**What you need to do**
Which lines below contain the word "positive", with case counting? Pull out each of those lines.
═══ Materials provided
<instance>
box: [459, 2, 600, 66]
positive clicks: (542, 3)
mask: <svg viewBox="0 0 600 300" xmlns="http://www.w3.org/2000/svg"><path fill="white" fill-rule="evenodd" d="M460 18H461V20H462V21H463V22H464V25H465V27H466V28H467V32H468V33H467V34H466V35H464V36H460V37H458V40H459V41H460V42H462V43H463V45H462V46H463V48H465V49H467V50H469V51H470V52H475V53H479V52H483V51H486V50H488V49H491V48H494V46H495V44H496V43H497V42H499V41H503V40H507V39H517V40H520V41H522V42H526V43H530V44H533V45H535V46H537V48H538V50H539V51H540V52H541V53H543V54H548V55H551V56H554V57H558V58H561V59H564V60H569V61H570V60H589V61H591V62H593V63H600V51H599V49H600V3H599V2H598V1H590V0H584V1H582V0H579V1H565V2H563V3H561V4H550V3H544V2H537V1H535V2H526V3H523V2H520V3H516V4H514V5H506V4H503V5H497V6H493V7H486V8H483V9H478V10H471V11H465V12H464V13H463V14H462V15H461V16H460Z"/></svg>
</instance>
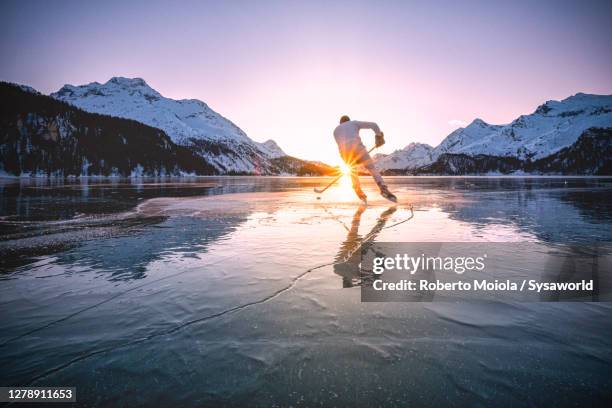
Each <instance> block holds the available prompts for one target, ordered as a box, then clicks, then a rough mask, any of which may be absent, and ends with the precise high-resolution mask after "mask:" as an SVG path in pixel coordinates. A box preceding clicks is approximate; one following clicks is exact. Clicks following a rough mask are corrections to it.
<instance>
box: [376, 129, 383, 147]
mask: <svg viewBox="0 0 612 408" xmlns="http://www.w3.org/2000/svg"><path fill="white" fill-rule="evenodd" d="M375 143H376V147H380V146H382V145H384V144H385V135H384V134H383V132H380V133H379V134H377V135H376V139H375Z"/></svg>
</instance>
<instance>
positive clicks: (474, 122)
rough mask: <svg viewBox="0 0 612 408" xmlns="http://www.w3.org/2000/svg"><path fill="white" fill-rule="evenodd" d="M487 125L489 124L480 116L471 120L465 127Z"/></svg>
mask: <svg viewBox="0 0 612 408" xmlns="http://www.w3.org/2000/svg"><path fill="white" fill-rule="evenodd" d="M487 126H489V124H488V123H487V122H485V121H484V120H482V119H480V118H476V119H474V120H473V121H472V123H470V124H469V125H467V126H466V128H470V127H481V128H482V127H487Z"/></svg>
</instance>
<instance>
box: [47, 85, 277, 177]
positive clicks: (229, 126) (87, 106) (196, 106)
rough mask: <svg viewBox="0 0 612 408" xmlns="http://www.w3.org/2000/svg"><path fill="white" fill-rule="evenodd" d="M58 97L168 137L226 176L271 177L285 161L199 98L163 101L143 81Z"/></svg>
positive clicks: (85, 109)
mask: <svg viewBox="0 0 612 408" xmlns="http://www.w3.org/2000/svg"><path fill="white" fill-rule="evenodd" d="M51 96H52V97H53V98H56V99H59V100H62V101H64V102H68V103H70V104H72V105H74V106H77V107H79V108H81V109H83V110H85V111H88V112H92V113H99V114H104V115H110V116H116V117H120V118H126V119H133V120H136V121H138V122H141V123H144V124H147V125H149V126H152V127H155V128H158V129H161V130H163V131H164V132H166V134H167V135H168V136H170V138H171V139H172V141H173V142H175V143H176V144H178V145H181V146H186V147H189V148H190V149H191V150H193V151H194V152H195V153H197V154H199V155H200V156H202V157H204V158H205V159H206V160H207V161H208V162H209V163H211V164H212V165H213V166H215V167H216V168H217V170H218V171H219V172H221V173H255V174H270V173H272V172H273V171H272V168H273V165H272V163H271V162H270V160H271V159H275V158H279V157H282V156H285V153H284V152H283V151H282V150H281V149H280V148H279V147H278V145H277V144H276V143H275V142H274V141H272V140H268V141H267V142H265V143H257V142H255V141H253V140H251V139H250V138H249V137H248V136H247V135H246V134H245V133H244V132H243V131H242V130H241V129H240V128H239V127H238V126H236V125H235V124H234V123H232V122H231V121H230V120H228V119H226V118H225V117H223V116H221V115H220V114H218V113H217V112H215V111H213V110H212V109H211V108H210V107H209V106H208V105H206V104H205V103H204V102H202V101H200V100H197V99H181V100H175V99H170V98H166V97H164V96H162V95H161V94H160V93H159V92H157V91H156V90H154V89H153V88H151V87H150V86H149V85H148V84H147V83H146V82H145V81H144V80H143V79H141V78H123V77H114V78H111V79H110V80H109V81H108V82H106V83H104V84H100V83H98V82H92V83H90V84H87V85H81V86H73V85H65V86H64V87H62V88H61V89H60V90H59V91H57V92H55V93H52V94H51Z"/></svg>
══════
**Output of the exercise**
positive clicks: (542, 3)
positive clicks: (474, 122)
positive clicks: (229, 126) (87, 106) (196, 106)
positive clicks: (85, 109)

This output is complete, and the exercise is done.